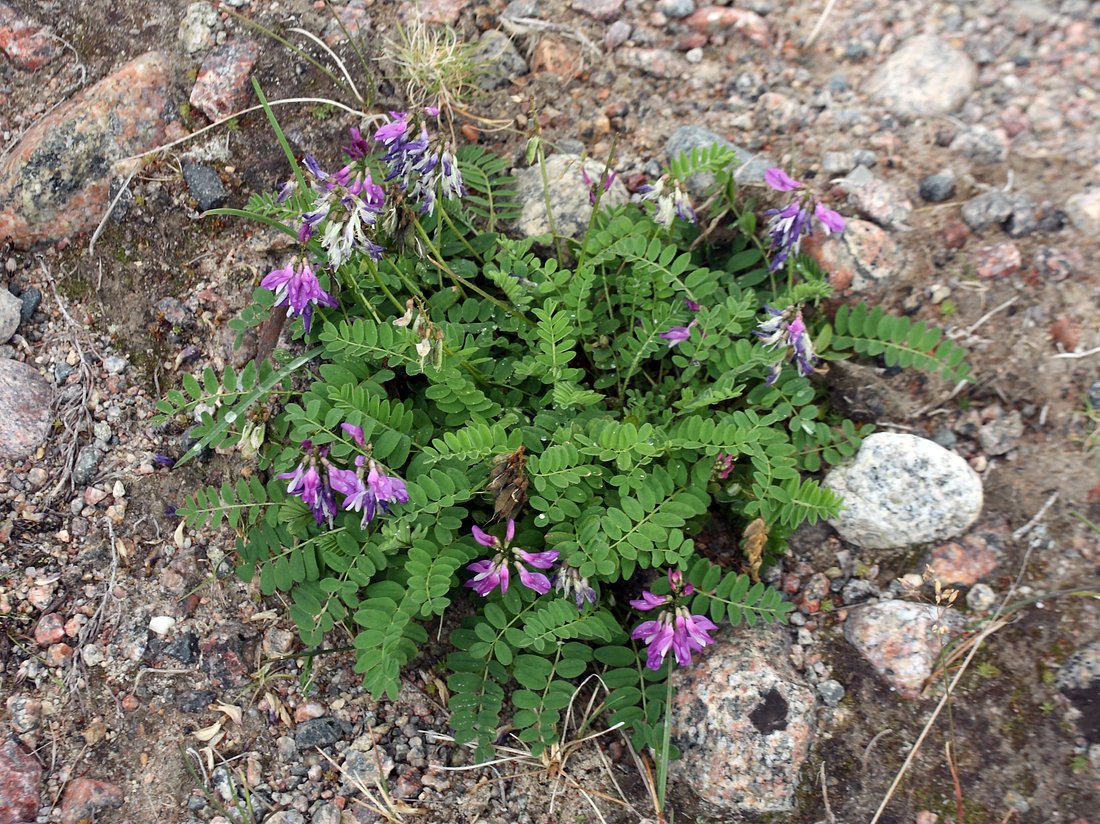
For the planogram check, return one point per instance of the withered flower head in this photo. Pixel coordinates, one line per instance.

☆ ☆ ☆

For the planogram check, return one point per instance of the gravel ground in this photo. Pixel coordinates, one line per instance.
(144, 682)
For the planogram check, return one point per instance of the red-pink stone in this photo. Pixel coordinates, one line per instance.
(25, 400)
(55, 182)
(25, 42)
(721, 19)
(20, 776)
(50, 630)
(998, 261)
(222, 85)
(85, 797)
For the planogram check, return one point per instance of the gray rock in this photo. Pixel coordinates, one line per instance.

☆ ☆ ☆

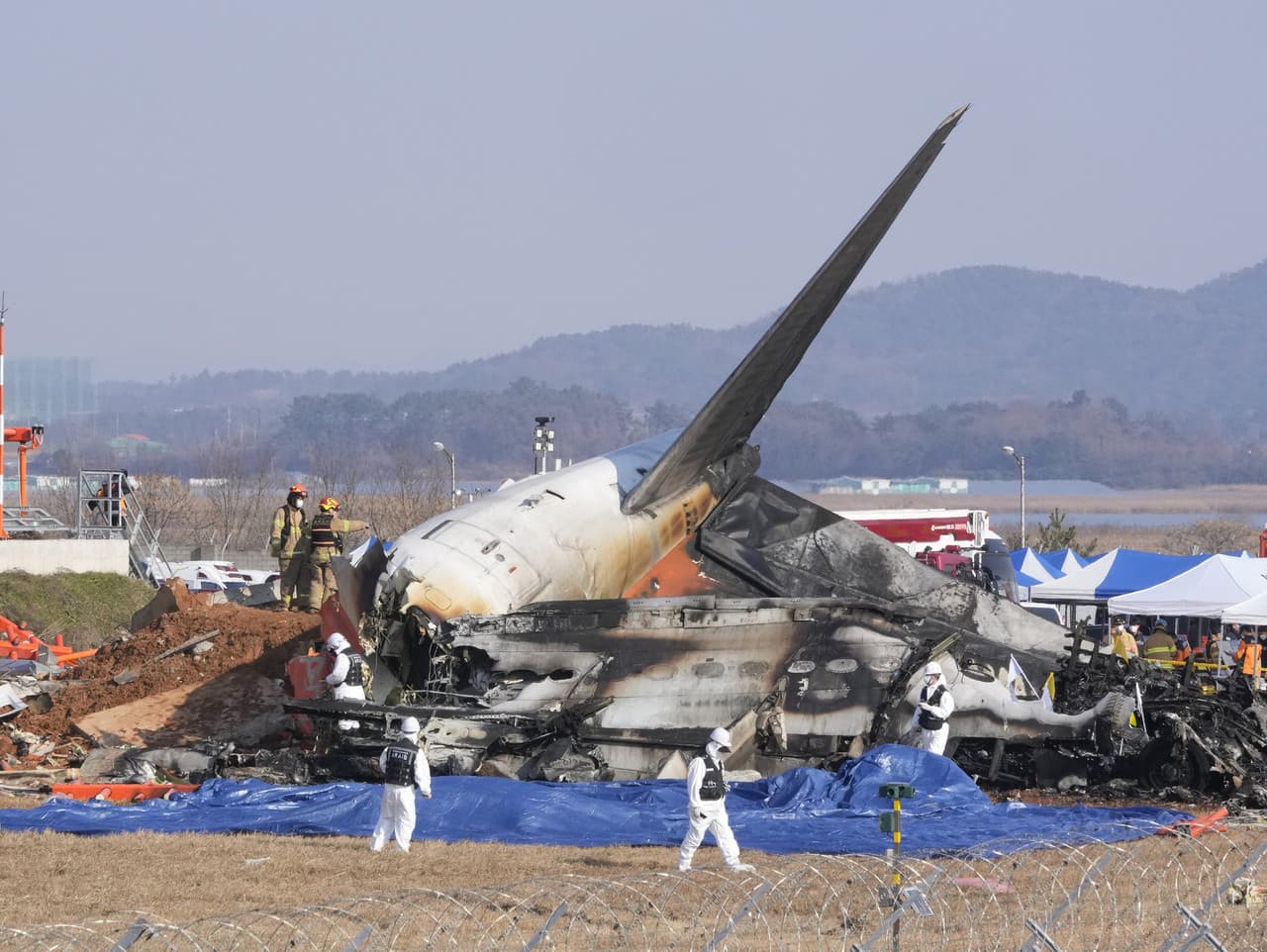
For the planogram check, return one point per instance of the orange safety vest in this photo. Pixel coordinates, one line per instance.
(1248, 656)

☆ ☆ ☆

Collect every line above that contains the word "instance", and copy each one out in full. Case counts.

For the planogram check, return one point per instance of the withered flower head in this photo. Pixel coordinates, one line per instance.
For the planogram check, return one point per instance of the gravel ground in this photo. Pixel coordinates, one line per instance.
For the planogram check, return one point per instance of the red-pink stone in this photo. Pixel coordinates, one line per instance.
For the planogram check, return one point per instance of the gray rock in this photo. Pixel coordinates, one line per instance.
For the planogram check, return one point per instance of the orange safety vest in this photo. Pixel coordinates, one line per instance.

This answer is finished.